Skip to main content.

Summary of HDF5, Netcdf-3, Netcdf-Java-2.2, and OpenDAP-2.0 Data models

The following is an attempt to compare the models using a common terminology, at the same time indicating what the concepts are called in each data model. I am ignoring creation and writing semantics, as well as storage and implementation details. Feel free to correct and add!

Common model: All start with a collection of Variables, optionally arranged in Groups. Each Variable is a multidimensional array of elements (where a scalar is a 0-dimensional array) of the same datatype. Differences mostly show up in what dataypes are supported. All support reading subsets of a Variable's data using index ranges.

File

HDF5: an HDF5 File is a container for an organized collection of objects. It is a local file formatted in HDF5. Multiple physical files can be transparently linked together.

N3: A local File formatted in netCDF.

NJ22: A Dataset is a generalization of a netCDF file. It may be a netCDF file, an HDF5 file, or another file format which can be accessed through the netCDF API. Files may be local or remotely accessible through HTTP, or through the OpenDAP protocol.

OpenDAP: A Data Source is an online resource, accessible through the OpenDAP protocol through its URL.

Group

HDF5: An HDF5 Group contains other Groups, Datasets, and Named Datatypes. Group membership is implemented via Links, and allows an object to be linked multiple times. Groups thus form graphs ("rooted, directed graph"), allowing loops.

N3: none.

NJ22: A Group is a logical collection of Variables and nested Groups. Variables and Groups have a unique parent group, so only trees are allowed.

OpenDAP: none.

Attribute

HDF5: An Attribute is attached to a Group, Variable (aka Dataset), or Named Datatype. It can be any type as a Variable, including structures, arrays, etc, and is similar to a Variables, except that: 1) it can only be stored compactly, not compressed or chunked; it is stored in the object header and so should be small in size. 2) its data is read all at once, not subsetted. 3) an attribute cannot itself have an attribute.

####################

▶ What is needed: According to the data model comparison, what structure do NJ22 Groups allow? The items after this point have no connection to the data model comparison.

▶ Records shown:
####################

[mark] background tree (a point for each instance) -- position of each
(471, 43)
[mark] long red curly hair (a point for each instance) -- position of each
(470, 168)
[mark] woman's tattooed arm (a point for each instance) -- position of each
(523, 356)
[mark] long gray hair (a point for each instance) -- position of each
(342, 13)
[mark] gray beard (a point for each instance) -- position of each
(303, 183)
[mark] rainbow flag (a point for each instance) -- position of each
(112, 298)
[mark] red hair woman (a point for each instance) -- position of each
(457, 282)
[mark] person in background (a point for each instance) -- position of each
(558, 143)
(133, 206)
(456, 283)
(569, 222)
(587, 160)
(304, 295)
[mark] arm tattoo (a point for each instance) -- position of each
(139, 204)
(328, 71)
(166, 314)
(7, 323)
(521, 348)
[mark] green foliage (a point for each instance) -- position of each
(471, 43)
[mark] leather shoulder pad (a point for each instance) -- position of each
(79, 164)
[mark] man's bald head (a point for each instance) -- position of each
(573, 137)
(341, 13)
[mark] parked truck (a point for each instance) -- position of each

####################

▶ Result of this task: Only trees are allowed, because Variables and Groups have a unique parent group.